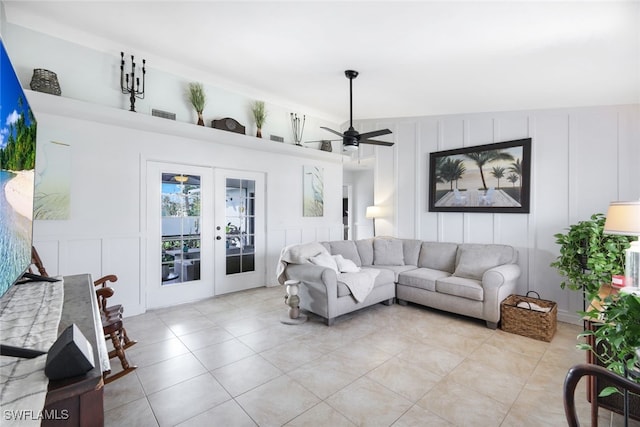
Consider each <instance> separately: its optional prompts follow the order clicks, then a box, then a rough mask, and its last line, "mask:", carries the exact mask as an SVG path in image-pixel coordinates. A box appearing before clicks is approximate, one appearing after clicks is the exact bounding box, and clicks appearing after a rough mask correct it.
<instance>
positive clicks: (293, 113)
mask: <svg viewBox="0 0 640 427" xmlns="http://www.w3.org/2000/svg"><path fill="white" fill-rule="evenodd" d="M306 121H307V116H304V115H303V116H302V126H300V117H298V115H297V114H294V113H291V128H292V129H293V140H294V141H295V143H296V145H302V144H301V142H302V133H303V132H304V123H305V122H306Z"/></svg>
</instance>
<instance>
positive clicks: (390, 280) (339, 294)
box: [338, 267, 394, 297]
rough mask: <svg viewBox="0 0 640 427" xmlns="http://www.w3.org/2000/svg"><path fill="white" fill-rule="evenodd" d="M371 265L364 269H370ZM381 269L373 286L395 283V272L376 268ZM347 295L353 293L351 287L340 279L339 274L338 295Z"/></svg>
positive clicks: (339, 295) (343, 296) (343, 295)
mask: <svg viewBox="0 0 640 427" xmlns="http://www.w3.org/2000/svg"><path fill="white" fill-rule="evenodd" d="M368 268H371V267H363V268H362V270H365V269H368ZM376 270H377V271H379V273H378V275H377V276H376V280H375V282H373V288H374V289H375V288H376V286H380V285H388V284H389V283H393V278H394V275H393V272H392V271H391V270H385V269H382V268H379V269H376ZM347 295H351V291H350V290H349V287H348V286H347V285H345V284H344V283H342V282H341V281H340V276H338V297H344V296H347Z"/></svg>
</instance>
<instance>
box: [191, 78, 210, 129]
mask: <svg viewBox="0 0 640 427" xmlns="http://www.w3.org/2000/svg"><path fill="white" fill-rule="evenodd" d="M188 97H189V102H191V105H192V106H193V108H194V109H195V110H196V113H198V125H200V126H204V118H203V117H202V112H203V111H204V106H205V105H206V104H207V95H206V94H205V92H204V86H203V85H202V83H189V91H188Z"/></svg>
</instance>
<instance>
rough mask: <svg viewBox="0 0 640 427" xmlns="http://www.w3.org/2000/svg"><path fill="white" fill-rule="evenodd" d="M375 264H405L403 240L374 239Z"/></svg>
mask: <svg viewBox="0 0 640 427" xmlns="http://www.w3.org/2000/svg"><path fill="white" fill-rule="evenodd" d="M373 264H374V265H404V253H403V250H402V240H398V239H375V240H374V241H373Z"/></svg>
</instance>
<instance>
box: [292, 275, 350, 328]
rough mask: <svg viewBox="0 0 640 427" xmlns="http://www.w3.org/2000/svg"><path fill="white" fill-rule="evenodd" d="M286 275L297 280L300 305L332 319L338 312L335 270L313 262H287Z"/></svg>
mask: <svg viewBox="0 0 640 427" xmlns="http://www.w3.org/2000/svg"><path fill="white" fill-rule="evenodd" d="M286 277H287V278H288V279H291V280H299V281H300V283H301V285H302V286H300V294H299V295H300V307H301V308H304V309H308V310H311V311H312V312H314V313H316V314H318V315H320V316H324V317H325V318H327V319H332V318H334V317H336V316H337V313H338V276H337V274H336V272H335V270H332V269H331V268H326V267H321V266H319V265H314V264H289V265H288V266H287V269H286Z"/></svg>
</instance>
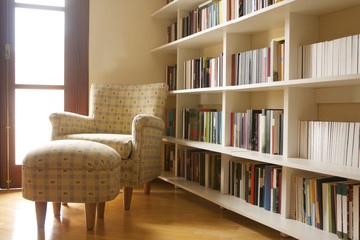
____
* [Written task]:
Can you lay out all of the listing above as a Markdown table with the columns Row and Line, numbering each row and giving one line of the listing per row? Skip blank lines and leave the pictures out.

* [Expected answer]:
| Row | Line |
|---|---|
| 1 | Consider each <instance> separately: its optional prompts follow the order clicks, then a box, then a rough mask, and its last line, "mask:", carries the exact mask as an SVG path in image-pixel coordinates. A box appearing before clicks is approximate, one appearing after clicks is the exact bounding box, and clicks appearing after a rough mask correct it. |
| 2 | <instance> |
| 3 | positive clicks: (293, 113) |
| 4 | mask: <svg viewBox="0 0 640 427" xmlns="http://www.w3.org/2000/svg"><path fill="white" fill-rule="evenodd" d="M306 121H307V116H304V115H303V116H302V126H300V117H298V115H297V114H294V113H291V128H292V129H293V140H294V141H295V143H296V145H302V144H301V142H302V133H303V132H304V123H305V122H306Z"/></svg> |
| 5 | </instance> |
| 6 | <instance> |
| 7 | positive clicks: (390, 280) (339, 294) |
| 8 | box: [338, 267, 394, 297] |
| 9 | rough mask: <svg viewBox="0 0 640 427" xmlns="http://www.w3.org/2000/svg"><path fill="white" fill-rule="evenodd" d="M371 265L364 269H370ZM381 269L373 286L395 283V272L376 268ZM347 295L353 293L351 287L340 279L339 274L338 295Z"/></svg> |
| 10 | positive clicks: (339, 295) (343, 296) (343, 295) |
| 11 | mask: <svg viewBox="0 0 640 427" xmlns="http://www.w3.org/2000/svg"><path fill="white" fill-rule="evenodd" d="M368 268H371V267H363V268H362V270H365V269H368ZM376 270H377V271H379V273H378V275H377V276H376V280H375V282H373V288H374V289H375V288H376V286H380V285H388V284H389V283H393V278H394V275H393V272H392V271H391V270H385V269H382V268H379V269H376ZM347 295H351V291H350V290H349V287H348V286H347V285H345V284H344V283H342V282H341V281H340V276H338V297H344V296H347Z"/></svg> |
| 12 | </instance> |
| 13 | <instance> |
| 14 | box: [191, 78, 210, 129] |
| 15 | mask: <svg viewBox="0 0 640 427" xmlns="http://www.w3.org/2000/svg"><path fill="white" fill-rule="evenodd" d="M188 97H189V102H191V105H192V106H193V108H194V109H195V110H196V113H198V125H200V126H204V118H203V117H202V112H203V111H204V106H205V105H206V104H207V95H206V94H205V92H204V86H203V85H202V83H189V91H188Z"/></svg> |
| 16 | </instance> |
| 17 | <instance> |
| 18 | rough mask: <svg viewBox="0 0 640 427" xmlns="http://www.w3.org/2000/svg"><path fill="white" fill-rule="evenodd" d="M375 264H405L403 240L374 239Z"/></svg> |
| 19 | mask: <svg viewBox="0 0 640 427" xmlns="http://www.w3.org/2000/svg"><path fill="white" fill-rule="evenodd" d="M373 264H374V265H404V253H403V250H402V240H398V239H375V240H374V241H373Z"/></svg> |
| 20 | </instance> |
| 21 | <instance> |
| 22 | box: [292, 275, 350, 328] |
| 23 | rough mask: <svg viewBox="0 0 640 427" xmlns="http://www.w3.org/2000/svg"><path fill="white" fill-rule="evenodd" d="M286 275L297 280L300 305L332 319L338 312L335 270L313 262H287Z"/></svg> |
| 24 | mask: <svg viewBox="0 0 640 427" xmlns="http://www.w3.org/2000/svg"><path fill="white" fill-rule="evenodd" d="M286 277H287V278H288V279H291V280H299V281H300V283H301V285H302V286H300V294H299V295H300V307H301V308H304V309H308V310H311V311H312V312H314V313H316V314H318V315H320V316H324V317H325V318H327V319H332V318H334V317H336V316H337V313H338V276H337V274H336V272H335V270H332V269H331V268H326V267H321V266H319V265H314V264H289V265H288V266H287V269H286Z"/></svg> |
| 25 | </instance> |